━━━━━ Pasaje proporcionado
Para entonces la familia de José Félix se ha exiliado a Portugal, pero él ha vuelto a Madrid, junto a sus compañeros. «Encontró un Madrid desolado, diferente; con los mismos edificios y la misma gente, aquélla era ya otra ciudad. Se daba cuenta, así, de la fuerza enorme de las ideas. A pesar de la geografía, aquello ya no era España. En la Gran Vía, en Alcalá, acampaba la horda».
Y la horda, claro está, se regocijaba. «Llevaban una vida divertida. Por las mañanas tomaban el aperitivo en Chicote. Así se comprobaba que no odiaban a los señoritos, sino que querían ser ellos los señoritos; en realidad no eran marxistas, sino envidiosos».
En las páginas 270 y 271 se fija de manera rotunda el carácter infernal de aquellas masas degradadas, que ponen los pelos de punta a quienes simplemente se figuran sus crímenes.
Dogmatizaban:—Dios no existe. Eso ya se acabó.
«No les desarmaba el pudor, ni la belleza, ni la valentía. Eran fuerzas telúricas o abismales, sueños prehistóricos que resucitaban. Y un odio químicamente puro». «Era el gran día de la revancha». «Porque odiaban toda superioridad». «No eran ateos, sino herejes». «No ignoraban a Dios, sino lo odiaban». «Eran creyentes vueltos del revés». «No se trataba únicamente de una lucha de ideas. Eran el crimen, el odio y el instinto sexual, andando por la calle».
━━━━━━━━━━
━━━━━ Material de origen
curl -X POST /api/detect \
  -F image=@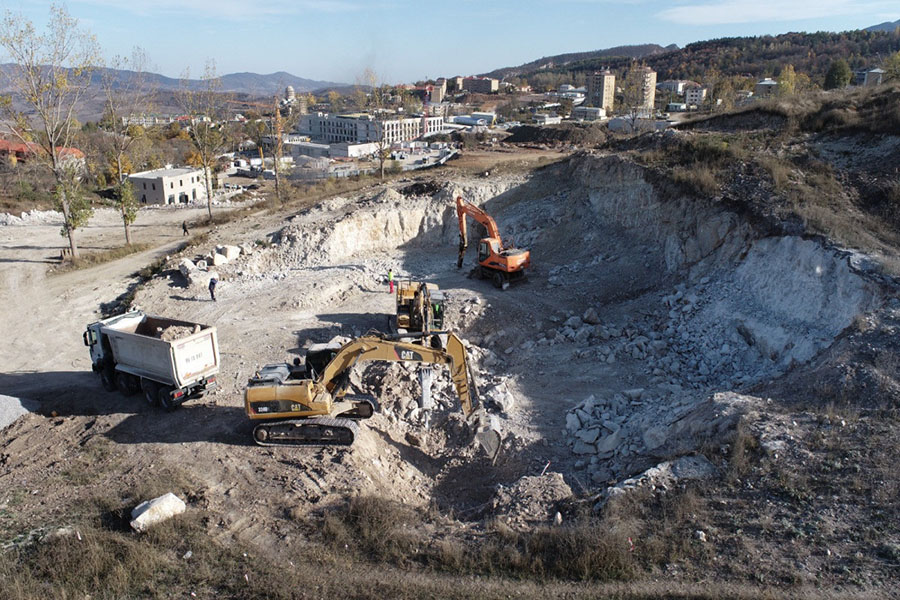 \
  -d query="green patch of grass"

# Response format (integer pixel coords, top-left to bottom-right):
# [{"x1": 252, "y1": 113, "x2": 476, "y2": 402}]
━━━━━━━━━━
━━━━━ Material de origen
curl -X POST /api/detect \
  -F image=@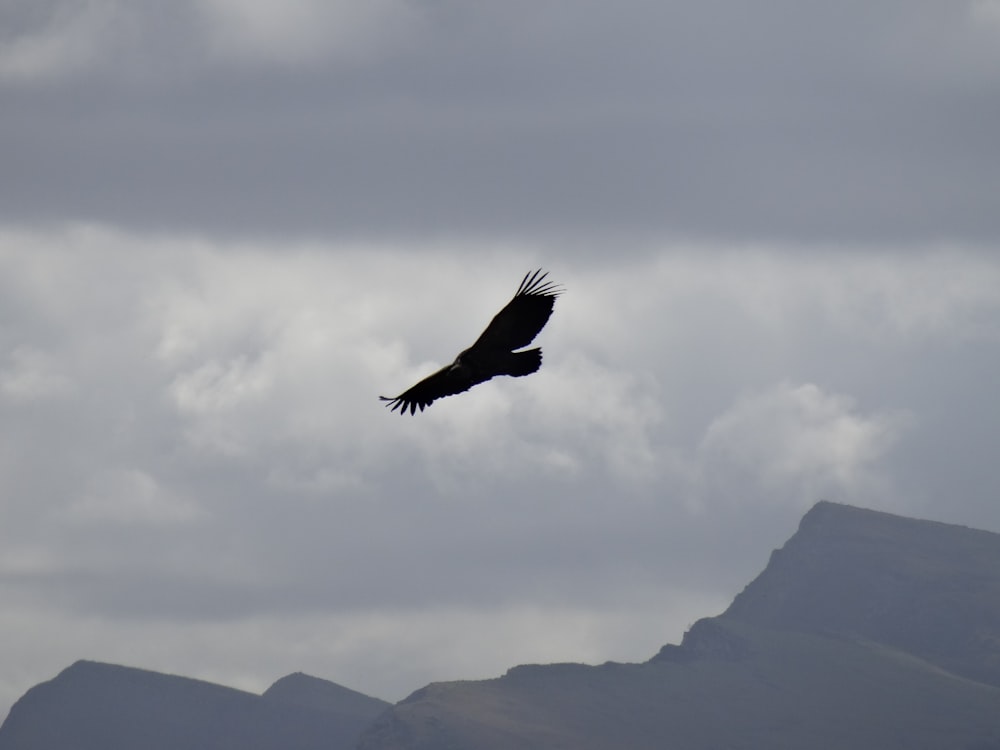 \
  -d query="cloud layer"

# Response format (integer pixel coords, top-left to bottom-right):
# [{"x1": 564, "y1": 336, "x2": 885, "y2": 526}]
━━━━━━━━━━
### Pruébalo
Copia literalmente el fragmento del pasaje sobre Madrid que empieza con "Y la horda, claro" y sigue hasta "figuran sus crímenes.". Responde solo con lo que dice el pasaje.

### Resultado esperado
Y la horda, claro está, se regocijaba. «Llevaban una vida divertida. Por las mañanas tomaban el aperitivo en Chicote. Así se comprobaba que no odiaban a los señoritos, sino que querían ser ellos los señoritos; en realidad no eran marxistas, sino envidiosos».
En las páginas 270 y 271 se fija de manera rotunda el carácter infernal de aquellas masas degradadas, que ponen los pelos de punta a quienes simplemente se figuran sus crímenes.